● Given passage:
Segment Open

The liver plays a central role in processing the nutrients absorbed by the gut. It uses fats to produce molecules called ketone bodies, such as β-hydroxybutyrate, which are then used as fuel by other tissues and organs including the heart, muscle and the brain. A protein called PPARα controls the production of ketone bodies primarily by regulating genes that are involved in the uptake and breakdown of fat in the liver. However, little is known about how this protein affects the development of the liver.

Here, Rando, Tan et al. report that mice start to produce more PPARα in the liver shortly before birth. This ultimately activates several genes that encode enzymes that break down fats. The experiments show that during labor, stress hormones called glucocorticoids directly stimulate the production of PPARα in the liver of the fetus to prepare newborn mice for harnessing energy from fat-rich milk.

In the absence of PPARα, mouse liver cells are less able to break down fats after birth and so start to accumulate fat, resulting in fewer ketone bodies being produced. Rando, Tan et al. show that β-hydroxybutyrate regulates some PPARα target genes, including one called Fgf21. The activity of this gene increases only after milk suckling starts and it encodes a protein that enhances the breakdown of fats in the liver. Without PPARα, the expression levels of its target genes, including Fgf21, do not increase after birth, which promotes the build up of fats in liver cells, a condition known as liver steatosis.

Overall, the results reported by Rando, Tan et al. highlight how stress during labor plays an important role in priming the body to cope with a fat-rich diet after birth. Future studies will need to determine if stress hormones and ketone bodies could be used as therapies for babies born by caesarean section with liver steatosis.

In mammals, embryonic and postnatal development depends on nutrition from placentation and lactation, respectively (Brawand et al., 2008).Before birth, hepatic energy metabolism relies mainly on glucose catabolism. Metabolic fluxes change abruptly at birth when milk, which has a higher lipid but relatively lower glucose content, becomes the exclusive nutrient (Girard et al., 1992). At the first few hours after birth, liver expresses the rate-limiting enzymes responsible for extracting energy from milk (Krahling et al., 1979; Huyghe et al., 2001). However, whether lipid catabolism at birth is developmentally programmed or an adaptive response requiring an external stimulus remains unknown. Failure to adapt to this catabolic switch results in life-threatening errors of metabolism, with serious energy imbalances that are recapitulated in mouse models of neonatal liver steatosis (Ibdah et al., 2001; Cherkaoui-Malki et al., 2012).

Segment Closed

Saved entries:
Segment Open

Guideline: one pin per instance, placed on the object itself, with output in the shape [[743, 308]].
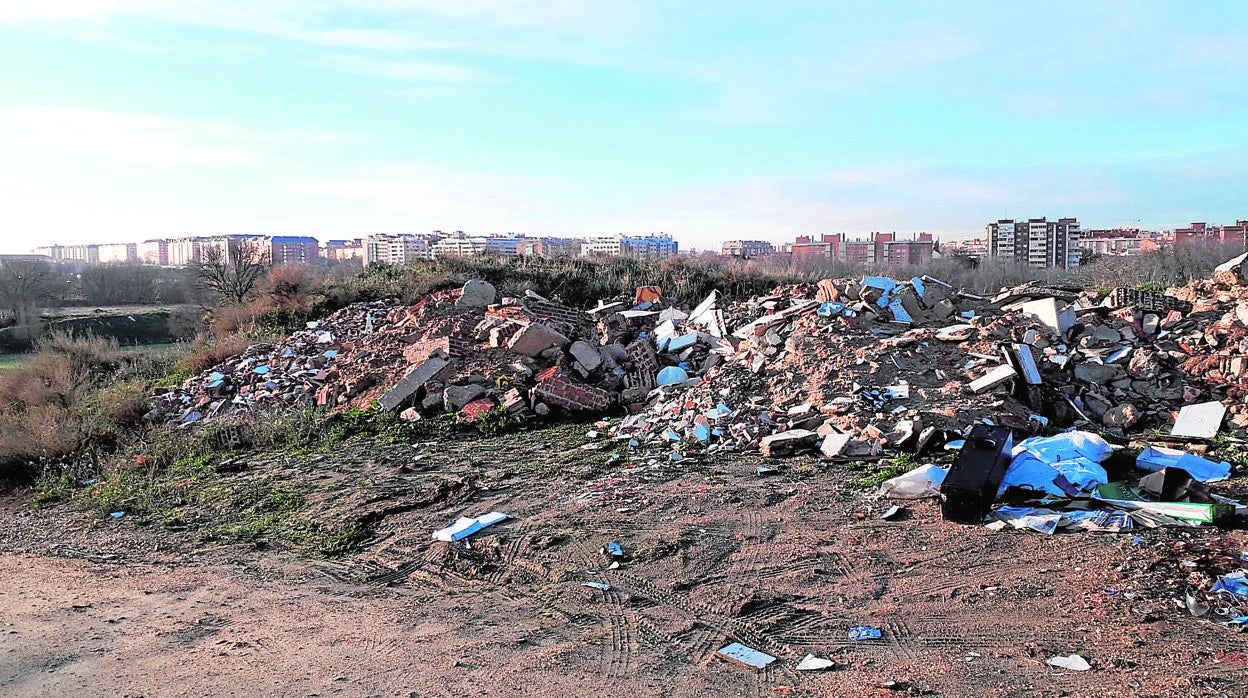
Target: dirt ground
[[716, 553]]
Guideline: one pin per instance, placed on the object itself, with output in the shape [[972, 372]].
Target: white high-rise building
[[391, 249]]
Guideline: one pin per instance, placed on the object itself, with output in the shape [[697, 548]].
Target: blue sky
[[131, 119]]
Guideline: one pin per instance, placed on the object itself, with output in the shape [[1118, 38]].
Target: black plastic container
[[971, 485]]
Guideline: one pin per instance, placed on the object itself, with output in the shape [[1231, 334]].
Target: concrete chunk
[[992, 378], [534, 339], [587, 355], [454, 397], [402, 392], [477, 294], [786, 443]]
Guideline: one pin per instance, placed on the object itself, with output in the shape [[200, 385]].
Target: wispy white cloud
[[130, 139], [427, 192]]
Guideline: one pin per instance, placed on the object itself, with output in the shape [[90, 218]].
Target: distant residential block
[[648, 246], [388, 249], [117, 254], [293, 250], [184, 251], [343, 250], [1120, 241], [1234, 234], [746, 249], [461, 245], [152, 252], [1036, 242], [548, 247], [881, 249]]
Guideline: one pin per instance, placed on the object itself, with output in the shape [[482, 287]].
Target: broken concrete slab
[[1050, 312], [477, 295], [1199, 421], [536, 339], [402, 392], [992, 378], [834, 445], [1231, 271], [744, 656], [456, 397], [585, 353], [786, 443], [466, 526], [811, 663]]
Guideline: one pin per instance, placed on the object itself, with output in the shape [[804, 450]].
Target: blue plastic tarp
[[1158, 457]]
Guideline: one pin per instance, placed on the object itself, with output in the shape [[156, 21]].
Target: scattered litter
[[740, 654], [1199, 421], [466, 526], [811, 663], [921, 482], [865, 632], [1072, 662]]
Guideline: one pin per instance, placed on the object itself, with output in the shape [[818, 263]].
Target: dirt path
[[785, 565]]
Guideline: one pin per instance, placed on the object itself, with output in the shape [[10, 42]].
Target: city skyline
[[122, 120]]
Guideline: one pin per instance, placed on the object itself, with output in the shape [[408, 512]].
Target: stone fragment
[[1123, 416], [477, 295], [786, 443], [402, 392], [585, 353], [1097, 373], [454, 397], [536, 339]]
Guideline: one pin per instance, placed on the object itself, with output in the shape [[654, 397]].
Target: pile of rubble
[[851, 367], [854, 368]]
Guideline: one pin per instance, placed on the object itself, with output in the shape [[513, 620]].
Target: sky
[[122, 120]]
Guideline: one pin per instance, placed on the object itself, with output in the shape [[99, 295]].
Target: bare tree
[[25, 287], [232, 270]]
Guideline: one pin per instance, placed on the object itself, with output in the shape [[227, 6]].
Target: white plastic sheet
[[1158, 457], [921, 482]]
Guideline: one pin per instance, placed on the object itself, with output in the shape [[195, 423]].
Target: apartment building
[[184, 251], [152, 252], [805, 247], [388, 249], [343, 250], [602, 246], [117, 254], [1234, 234], [894, 251], [548, 247], [649, 246], [1036, 242], [503, 245], [459, 245], [293, 250], [746, 249]]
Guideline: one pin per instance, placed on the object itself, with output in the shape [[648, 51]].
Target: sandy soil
[[716, 555]]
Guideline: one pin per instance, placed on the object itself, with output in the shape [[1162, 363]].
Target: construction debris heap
[[849, 367]]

Segment Closed

● Try it: According to the passage on liver metabolism at birth, what hormones directly stimulate the production of PPARα in the fetal liver during labor?

● Task response: Stress hormones called glucocorticoids.